### Set task
Arrange all of the items below as a two-column CSV with the headers instruction and response, one row per item. Put each item's text and its answer in a single quoted field apiece, replacing line breaks with spaces.

### Supplied records

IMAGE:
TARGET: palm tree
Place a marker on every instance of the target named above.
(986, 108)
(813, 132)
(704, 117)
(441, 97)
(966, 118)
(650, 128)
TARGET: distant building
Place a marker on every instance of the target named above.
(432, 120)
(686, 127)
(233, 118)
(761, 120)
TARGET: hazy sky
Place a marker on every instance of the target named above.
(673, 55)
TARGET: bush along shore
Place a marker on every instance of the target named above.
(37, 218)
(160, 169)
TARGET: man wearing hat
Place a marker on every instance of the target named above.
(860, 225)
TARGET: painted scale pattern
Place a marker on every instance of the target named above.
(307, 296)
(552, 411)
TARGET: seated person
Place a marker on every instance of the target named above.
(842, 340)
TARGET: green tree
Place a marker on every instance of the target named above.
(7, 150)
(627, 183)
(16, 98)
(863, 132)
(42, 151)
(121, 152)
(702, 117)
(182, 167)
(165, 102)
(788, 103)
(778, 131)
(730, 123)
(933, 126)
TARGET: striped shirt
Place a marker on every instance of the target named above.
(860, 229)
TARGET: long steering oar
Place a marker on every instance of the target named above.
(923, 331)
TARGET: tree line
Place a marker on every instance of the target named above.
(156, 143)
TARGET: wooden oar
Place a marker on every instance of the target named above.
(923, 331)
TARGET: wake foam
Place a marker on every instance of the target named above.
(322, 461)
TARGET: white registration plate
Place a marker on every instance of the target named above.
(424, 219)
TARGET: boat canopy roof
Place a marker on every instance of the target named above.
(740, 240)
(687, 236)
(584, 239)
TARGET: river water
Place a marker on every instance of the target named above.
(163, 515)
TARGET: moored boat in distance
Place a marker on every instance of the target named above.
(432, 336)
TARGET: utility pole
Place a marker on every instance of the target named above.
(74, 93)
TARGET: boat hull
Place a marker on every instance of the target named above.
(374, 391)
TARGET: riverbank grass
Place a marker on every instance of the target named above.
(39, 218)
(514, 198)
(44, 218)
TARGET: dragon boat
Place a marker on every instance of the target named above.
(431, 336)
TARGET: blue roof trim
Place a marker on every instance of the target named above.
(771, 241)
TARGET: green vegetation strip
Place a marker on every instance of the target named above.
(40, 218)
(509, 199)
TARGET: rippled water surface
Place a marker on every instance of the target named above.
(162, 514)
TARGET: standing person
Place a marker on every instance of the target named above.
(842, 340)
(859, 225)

### Result below
instruction,response
"IMAGE: TARGET: palm tree Place a marker on every instance of the target named above.","(986, 108) (813, 132) (704, 117) (441, 97) (966, 118) (650, 128)"
"TARGET: distant building Place a marker on every instance of the target named above.","(432, 120) (686, 127) (233, 118) (761, 120)"
"TARGET: hazy sky Place a marker on every instance of the target named above.","(673, 55)"
"TARGET: bush along shore Place a marker on every instance of the target named above.","(37, 218) (160, 169)"
"TARGET: man wearing hat Place a marker on every instance of the target named above.","(860, 225)"
"TARGET: painted scale pattern Place a marker on every instance of the target named above.","(307, 296) (552, 411)"
"TARGET: seated person Place a marker on every instance of the target named above.","(842, 340)"
"TARGET: green tree Place a marker on every instance of the target named above.","(7, 150) (627, 183) (16, 98) (863, 132) (42, 151) (121, 152) (702, 117) (182, 167) (165, 102) (788, 103) (778, 131) (730, 123) (933, 126)"
"TARGET: striped shirt Place a marker on every instance of the target named above.","(860, 229)"
"TARGET: long steering oar Place a marker on every instance of the target named above.","(923, 331)"
"TARGET: tree line Place a marker on every instance of the target named above.","(156, 143)"
"TARGET: wooden oar Place a marker on every instance of the target named above.","(923, 331)"
"TARGET: wake foam Place a marker on every instance of the target named above.","(322, 461)"
"TARGET: white registration plate Place a marker on every instance of the target named above.","(424, 219)"
"TARGET: boat canopy roof Place a marker on every instance of the target named above.","(740, 240) (687, 236) (584, 239)"
"TARGET: river water Place a marker on every instance of the target named above.","(163, 515)"
"TARGET: moored boat in distance Place a marker on every instance of the target named above.","(432, 336)"
"TARGET: utility pole Place a marker on every instance of the target named above.","(74, 93)"
"TARGET: boat hull Place a marker on every instance of the target named above.","(374, 391)"
"TARGET: riverbank grass Place a marker on every instance of the target named above.","(39, 218) (514, 198) (44, 218)"
"TARGET: dragon boat Place a marker on every instance of the target named above.","(431, 336)"
"TARGET: blue roof trim Place a marker on every instance of the target named above.","(771, 241)"
"TARGET: green vegetation strip Place a marker on every instance of the target named above.","(40, 218) (509, 199)"
"TARGET: rippled water surface Place a marker on every instance of the target named above.","(162, 514)"
"TARGET: standing person Place a marker on every instance of the target named above.","(842, 340) (859, 225)"